'''

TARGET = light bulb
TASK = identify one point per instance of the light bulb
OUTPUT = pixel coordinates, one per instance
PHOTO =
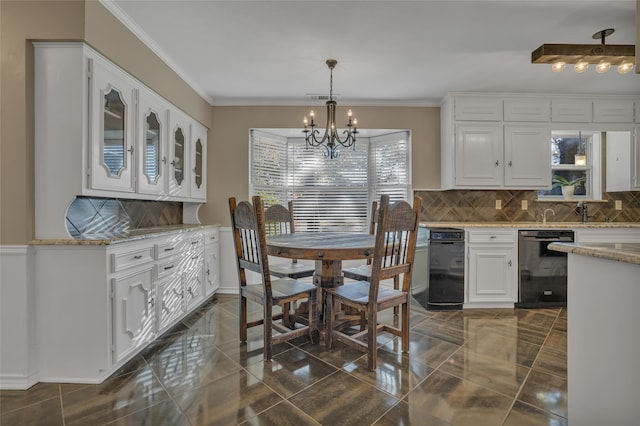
(581, 66)
(625, 67)
(603, 66)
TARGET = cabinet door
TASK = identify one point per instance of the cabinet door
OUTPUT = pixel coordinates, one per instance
(133, 312)
(194, 281)
(112, 95)
(179, 137)
(479, 155)
(211, 269)
(170, 293)
(527, 156)
(198, 162)
(151, 143)
(492, 274)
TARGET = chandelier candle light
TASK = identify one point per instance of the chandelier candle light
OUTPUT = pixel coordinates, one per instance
(331, 136)
(582, 55)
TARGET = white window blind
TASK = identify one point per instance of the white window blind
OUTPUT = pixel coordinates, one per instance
(330, 195)
(268, 168)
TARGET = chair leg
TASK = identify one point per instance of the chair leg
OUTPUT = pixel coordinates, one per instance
(268, 331)
(243, 318)
(372, 339)
(329, 320)
(405, 327)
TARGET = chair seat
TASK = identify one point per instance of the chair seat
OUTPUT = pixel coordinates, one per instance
(359, 292)
(359, 273)
(281, 289)
(291, 270)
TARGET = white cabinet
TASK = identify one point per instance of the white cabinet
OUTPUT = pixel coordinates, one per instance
(527, 155)
(134, 316)
(519, 158)
(103, 133)
(99, 305)
(478, 155)
(112, 110)
(492, 265)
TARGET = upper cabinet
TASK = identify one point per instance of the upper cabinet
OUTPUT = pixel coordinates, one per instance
(503, 141)
(103, 133)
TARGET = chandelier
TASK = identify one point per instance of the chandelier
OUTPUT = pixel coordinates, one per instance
(331, 138)
(582, 55)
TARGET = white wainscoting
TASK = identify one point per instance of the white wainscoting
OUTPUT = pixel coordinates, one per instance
(18, 368)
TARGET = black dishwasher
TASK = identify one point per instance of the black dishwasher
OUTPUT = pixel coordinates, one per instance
(543, 272)
(446, 269)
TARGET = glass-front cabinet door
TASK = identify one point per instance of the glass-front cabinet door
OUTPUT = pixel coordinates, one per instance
(198, 160)
(152, 140)
(112, 126)
(179, 134)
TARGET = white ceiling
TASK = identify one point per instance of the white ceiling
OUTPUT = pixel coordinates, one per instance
(389, 52)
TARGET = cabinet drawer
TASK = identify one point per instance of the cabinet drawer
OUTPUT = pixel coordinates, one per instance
(211, 236)
(491, 236)
(169, 248)
(167, 267)
(124, 259)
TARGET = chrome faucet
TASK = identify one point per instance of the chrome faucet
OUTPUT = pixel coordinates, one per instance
(584, 211)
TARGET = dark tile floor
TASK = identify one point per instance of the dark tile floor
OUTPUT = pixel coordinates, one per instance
(477, 367)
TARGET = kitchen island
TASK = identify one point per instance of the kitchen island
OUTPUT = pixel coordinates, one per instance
(602, 334)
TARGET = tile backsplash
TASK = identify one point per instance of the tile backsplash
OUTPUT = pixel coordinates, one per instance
(94, 215)
(480, 205)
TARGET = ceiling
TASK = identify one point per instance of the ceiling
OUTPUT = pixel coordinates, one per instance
(399, 53)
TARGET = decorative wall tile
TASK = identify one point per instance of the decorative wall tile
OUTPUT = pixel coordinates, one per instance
(480, 205)
(95, 215)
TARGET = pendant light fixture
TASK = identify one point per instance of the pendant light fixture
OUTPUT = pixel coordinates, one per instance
(602, 56)
(331, 138)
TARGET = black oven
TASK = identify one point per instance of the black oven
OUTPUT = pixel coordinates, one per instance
(542, 272)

'''

* DIRECTIONS:
A complete answer lists each line of the data that holds the word "pendant".

* ANSWER BOX:
TARGET = pendant light fixture
TASK = identify one point per instance of the pendant light fixture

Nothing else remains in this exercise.